## Instruction:
In the lines below, change "innermost point" to "central point" wherever it occurs, and leave everything else unchanged.

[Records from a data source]
####
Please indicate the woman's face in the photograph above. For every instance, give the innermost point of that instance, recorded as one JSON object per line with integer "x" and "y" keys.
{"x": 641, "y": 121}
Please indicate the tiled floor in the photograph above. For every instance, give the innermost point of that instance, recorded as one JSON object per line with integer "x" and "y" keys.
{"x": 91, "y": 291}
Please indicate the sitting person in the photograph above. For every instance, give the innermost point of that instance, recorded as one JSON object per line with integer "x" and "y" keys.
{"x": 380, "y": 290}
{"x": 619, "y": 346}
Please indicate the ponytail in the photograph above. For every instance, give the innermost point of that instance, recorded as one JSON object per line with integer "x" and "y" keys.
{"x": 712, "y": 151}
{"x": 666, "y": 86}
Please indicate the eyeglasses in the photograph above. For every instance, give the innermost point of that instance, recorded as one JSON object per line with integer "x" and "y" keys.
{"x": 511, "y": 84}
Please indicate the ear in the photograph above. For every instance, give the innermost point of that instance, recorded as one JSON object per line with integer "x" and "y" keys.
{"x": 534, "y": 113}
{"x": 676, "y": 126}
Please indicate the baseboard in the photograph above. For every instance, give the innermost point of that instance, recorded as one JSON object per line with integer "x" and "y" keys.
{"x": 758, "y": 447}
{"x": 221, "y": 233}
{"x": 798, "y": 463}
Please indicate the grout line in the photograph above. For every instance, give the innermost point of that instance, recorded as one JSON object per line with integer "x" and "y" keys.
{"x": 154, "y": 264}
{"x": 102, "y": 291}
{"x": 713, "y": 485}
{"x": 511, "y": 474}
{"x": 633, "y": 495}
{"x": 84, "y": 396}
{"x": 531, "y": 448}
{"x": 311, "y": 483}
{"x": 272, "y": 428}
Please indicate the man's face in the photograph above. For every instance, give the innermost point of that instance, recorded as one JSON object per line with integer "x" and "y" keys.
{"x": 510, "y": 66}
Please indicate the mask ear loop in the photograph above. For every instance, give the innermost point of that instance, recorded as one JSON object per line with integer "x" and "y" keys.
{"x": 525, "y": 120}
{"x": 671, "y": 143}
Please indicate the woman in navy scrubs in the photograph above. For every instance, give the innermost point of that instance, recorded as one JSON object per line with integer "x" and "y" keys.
####
## The solution:
Please indicate the woman's face in the photograph above. For every instance, give the central point of that instance, recorded as one JSON object per line with integer "x" and "y" keys.
{"x": 641, "y": 121}
Please indicate the tiled floor in the photograph above. For every instance, give the central point of that instance, recorded as one JSON object per line with integer "x" and "y" keys.
{"x": 91, "y": 291}
Please indicate the sitting person in the photograph above. For every instance, give the central point of that instance, recorded as one JSON object per line with integer "x" and "y" keys.
{"x": 380, "y": 290}
{"x": 619, "y": 346}
Please indicate the ponytail in the photograph above. For every instance, give the central point of that instance, recorded as one JSON object per line with integer "x" and "y" keys.
{"x": 712, "y": 151}
{"x": 666, "y": 86}
Please indicate the eyeglasses in the photograph above. For every instance, give the central point of that instance, recorded as one JSON object per line with integer "x" and "y" keys.
{"x": 511, "y": 84}
Please indicate the ear in the photograph above. For every instance, give the central point of that instance, recorded as one JSON object per line with integer "x" and "y" keys.
{"x": 534, "y": 113}
{"x": 676, "y": 126}
Please indicate the baseboard in the photograph above. For every instance, give the central point of that instance, recorded as one JSON object per line with integer "x" and "y" keys.
{"x": 758, "y": 447}
{"x": 221, "y": 233}
{"x": 798, "y": 463}
Please indicate the grout line in the photograph above. For every instance, give the central point of that instance, recorded as one JSON object per line with integer "x" and "y" keys.
{"x": 154, "y": 264}
{"x": 102, "y": 291}
{"x": 713, "y": 485}
{"x": 511, "y": 474}
{"x": 633, "y": 495}
{"x": 84, "y": 396}
{"x": 531, "y": 448}
{"x": 311, "y": 483}
{"x": 272, "y": 428}
Please indicate the man's face in the photograph above. For every instance, give the central point of that instance, recorded as one JSON object per line with integer "x" and "y" keys.
{"x": 510, "y": 66}
Please indicate the mask ear loop in the photograph above. For every instance, give the central point of that instance, recorded as one JSON object per line with integer "x" and "y" keys.
{"x": 525, "y": 120}
{"x": 671, "y": 143}
Please indicate the woman in navy scrubs in the photograph above. For every instance, give the central point of that instance, recorded as one JSON object per line with integer "x" and "y" keys.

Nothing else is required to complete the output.